## EXERCISE
Without including any pictures, copy each entry below exactly.

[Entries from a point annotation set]
################
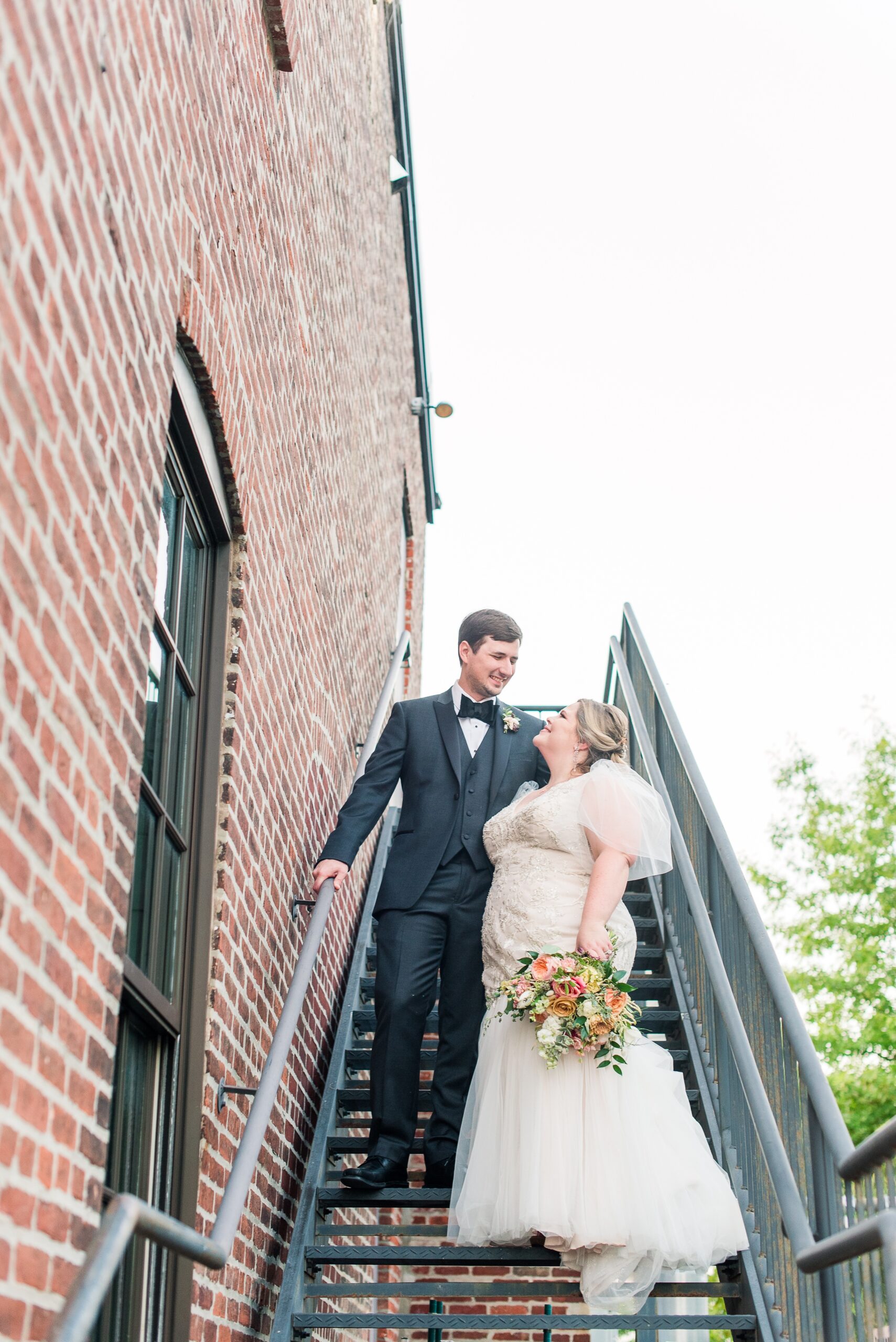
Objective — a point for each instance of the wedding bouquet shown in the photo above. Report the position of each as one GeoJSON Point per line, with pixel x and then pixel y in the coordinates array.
{"type": "Point", "coordinates": [575, 1002]}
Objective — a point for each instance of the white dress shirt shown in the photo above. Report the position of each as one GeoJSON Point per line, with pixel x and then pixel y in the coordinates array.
{"type": "Point", "coordinates": [472, 729]}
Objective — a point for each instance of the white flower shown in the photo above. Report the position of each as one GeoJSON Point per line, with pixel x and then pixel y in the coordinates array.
{"type": "Point", "coordinates": [510, 720]}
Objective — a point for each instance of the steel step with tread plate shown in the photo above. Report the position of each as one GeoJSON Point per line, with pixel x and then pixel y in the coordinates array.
{"type": "Point", "coordinates": [359, 1101]}
{"type": "Point", "coordinates": [365, 1022]}
{"type": "Point", "coordinates": [644, 956]}
{"type": "Point", "coordinates": [304, 1324]}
################
## THE SOLUTION
Objective — a point for each instance of the wedding bouquet shown in the photo above. Report the position of each as one GeoJSON Point per line, with pixel x and then pixel y in the coordinates array.
{"type": "Point", "coordinates": [575, 1002]}
Objective — a point for each instance of the white dress shirt shown in the photo above. Report the position of each as one GeoJSON Point per line, with pixel x and then pixel y in the coordinates array.
{"type": "Point", "coordinates": [472, 729]}
Objective — a point for each instance of the white flower shown in the photo above. Report the position of each as one GeoJSON Point per line, with pixel x and then pixel y in the coordinates array.
{"type": "Point", "coordinates": [510, 720]}
Objective — a point for each instance of the steel step with tread plate shown in the photo above. Report the position of each as one GeoJSON Point per line, with pixel x and then pixel y in the coordinates array.
{"type": "Point", "coordinates": [359, 1101]}
{"type": "Point", "coordinates": [365, 1022]}
{"type": "Point", "coordinates": [644, 956]}
{"type": "Point", "coordinates": [304, 1324]}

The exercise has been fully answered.